— Text zum Lesen —
•••
PRO
Die Teuerung sollte von der Politik nicht auf die leichte Schulter genommen werden. Zwei Schlaglichter: Am Montag sprach der Chefvolkswirt der Industriellenvereinigung, Christian Helmenstein, von einem „historischen Superlativ“: Die Betriebe können die Kostenexplosion aufgrund der hohen Energiepreise nicht mehr wie sonst durch Produktionssteigerungen kompensieren. Sie werden sie demnächst an ihre Kunden in Form von Preissteigerungen weitergeben. Das gelte praktisch für die gesamte Industrie, sagt Helmenstein.
Aus einem anderen Blickwinkel analysiert das Arbeiterkammer-nahe Momentum-Institut die Teuerung: Die Sozialleistungen verlieren massiv an Kaufkraft. 36 Millionen Euro haben die Bezieher von Familienbeihilfe, Studienbeihilfe, Mindestsicherung, Pflegegeld, Arbeitslosengeld und Ausgleichszulage seit Jahresbeginn eingebüßt.
Dass die Experten von Industriellenvereinigung und AK gleichermaßen Alarm schlagen, sollte die Politik aufrütteln. Wenn breiten Schichten der Bevölkerung das Geld knapp wird, drückt das auf die Konsumlaune und schadet der Wirtschaft zusätzlich.
•••
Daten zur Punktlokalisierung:

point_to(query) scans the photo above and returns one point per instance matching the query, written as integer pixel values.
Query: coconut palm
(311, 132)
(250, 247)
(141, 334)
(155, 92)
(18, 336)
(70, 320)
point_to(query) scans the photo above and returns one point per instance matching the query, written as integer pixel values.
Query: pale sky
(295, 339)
•••
— Aufgaben zur Übung —
A. Gib die Stelle im Kommentar zur Teuerung von „Aus einem anderen“ bis „seit Jahresbeginn eingebüßt.“ wieder und tausche dabei „Kaufkraft“ gegen „Wert“ aus.
B. Welche Funktion hat Christian Helmenstein laut dem Kommentar zur Teuerung?
Die Auflistung stammt aus einer anderen Quelle.

— Lösungen je Aufgabe —
A.
Aus einem anderen Blickwinkel analysiert das Arbeiterkammer-nahe Momentum-Institut die Teuerung: Die Sozialleistungen verlieren massiv an Wert. 36 Millionen Euro haben die Bezieher von Familienbeihilfe, Studienbeihilfe, Mindestsicherung, Pflegegeld, Arbeitslosengeld und Ausgleichszulage seit Jahresbeginn eingebüßt.

B. Er ist Chefvolkswirt der Industriellenvereinigung.